ボレルEU外務・安全保障政策上級代表はシリア大統領選挙を「真の民主的投票の基準を満たしておらず、紛争解決に資さない」と非難、欧州理事会は政府要人らへの制裁を1年延長(2021年5月27日)

ジョセップ・ボレル欧州連合外務・安全保障政策上級代表は声明を出し、5月26日に投票が行われたシリアの大統領選挙に関して、「真の民主的投票の基準を満たしておらず、紛争解決に資さない」と非難した。

声明の内容は以下の通り。

5月26日にシリアで行われた選挙は、真に民主的な投票の基準を満たしておらず、紛争の解決に資さない。シリアでの選挙は、国連安保理決議第2254号に沿って、真の政治プロセスの枠組みの中でのみ行われるべきである。選挙は、国内避難民(IDPs)、難民、ディアスポラを余儀なくされた人々を含むすべてのシリア人が、脅迫を受けない安全且つ中立的な環境のもと、自由で公正な政治的競争のなかで、参加できる場合にのみ、信頼できるものとなる。

..............................

* [課題と設問]:
1: シリア大統領選挙についての文章によると、その選挙の投票は何月何日に行われましたか。
2: シリア大統領選挙についての文章のうち、「ジョセップ・ボレル欧州連合外」から「のみ、信頼できるものとなる。」までをそのまま書き写してください。
3: シリア大統領選挙についての文章を、最後の文の続きから書き足してください。

* [提供された記録]:
..............................

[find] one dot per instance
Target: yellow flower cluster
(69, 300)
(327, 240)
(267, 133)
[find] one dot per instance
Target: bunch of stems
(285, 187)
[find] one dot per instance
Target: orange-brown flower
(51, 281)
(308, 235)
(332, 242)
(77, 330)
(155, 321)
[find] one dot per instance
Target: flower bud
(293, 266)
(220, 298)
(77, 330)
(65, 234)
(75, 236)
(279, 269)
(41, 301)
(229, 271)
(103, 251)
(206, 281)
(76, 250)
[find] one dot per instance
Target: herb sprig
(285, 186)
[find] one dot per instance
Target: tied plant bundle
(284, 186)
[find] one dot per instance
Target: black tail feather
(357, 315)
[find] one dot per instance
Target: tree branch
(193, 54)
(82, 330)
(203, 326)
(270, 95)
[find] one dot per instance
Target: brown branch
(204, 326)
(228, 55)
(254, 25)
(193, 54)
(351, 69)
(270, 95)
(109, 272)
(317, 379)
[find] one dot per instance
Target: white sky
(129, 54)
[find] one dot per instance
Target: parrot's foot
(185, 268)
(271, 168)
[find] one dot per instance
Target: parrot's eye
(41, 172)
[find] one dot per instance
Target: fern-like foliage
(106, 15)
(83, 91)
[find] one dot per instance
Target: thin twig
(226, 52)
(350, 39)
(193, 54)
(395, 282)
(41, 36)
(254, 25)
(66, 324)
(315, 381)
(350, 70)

..............................

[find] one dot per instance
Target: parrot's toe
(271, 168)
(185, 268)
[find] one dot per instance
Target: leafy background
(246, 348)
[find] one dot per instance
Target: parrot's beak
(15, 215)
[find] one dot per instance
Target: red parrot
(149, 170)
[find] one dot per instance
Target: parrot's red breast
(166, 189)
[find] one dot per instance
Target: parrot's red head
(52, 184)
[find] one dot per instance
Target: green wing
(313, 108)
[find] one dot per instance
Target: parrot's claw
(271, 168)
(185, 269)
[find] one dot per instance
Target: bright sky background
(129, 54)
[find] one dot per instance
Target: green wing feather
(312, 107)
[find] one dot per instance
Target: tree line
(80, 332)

..............................

* [回答]:
1: 投票は5月26日に行われました。

2:
ジョセップ・ボレル欧州連合外務・安全保障政策上級代表は声明を出し、5月26日に投票が行われたシリアの大統領選挙に関して、「真の民主的投票の基準を満たしておらず、紛争解決に資さない」と非難した。

声明の内容は以下の通り。

5月26日にシリアで行われた選挙は、真に民主的な投票の基準を満たしておらず、紛争の解決に資さない。シリアでの選挙は、国連安保理決議第2254号に沿って、真の政治プロセスの枠組みの中でのみ行われるべきである。選挙は、国内避難民(IDPs)、難民、ディアスポラを余儀なくされた人々を含むすべてのシリア人が、脅迫を受けない安全且つ中立的な環境のもと、自由で公正な政治的競争のなかで、参加できる場合にのみ、信頼できるものとなる。

3:
EUは、昨日の選挙がシリア紛争の持続可能な解決策を見つける努力を弱めると考える。それが、シリアの体制との国際的な関係正常化措置によってもたらされることはあり得ない。政治的プロセスは、シリアの社会のすべての成員が国の将来の統一と和解の実現に関与することを確固たるものとするため、完全に包括的でなければならない。

EUは、国連安保理決議第2254号に従い、国連監視下で、最高の国際的水準の透明性と説明責任に従い、ディアスポラを余儀なくされた人々を含むすべてのシリア人が参加するかたちでの自由で公正な選挙をシリアで支援する用意がある。

EUは抑圧の停止、拘束者の解放、シリアの体制およびその同盟者が国連安保理決議第2254号の完全実施に向けて意味のある取り組みを行うことを要求し続ける。EUは同決議のすべての面を進展させるため、ペデルセン・シリア問題担当国連特別代表による取り組みを支援する。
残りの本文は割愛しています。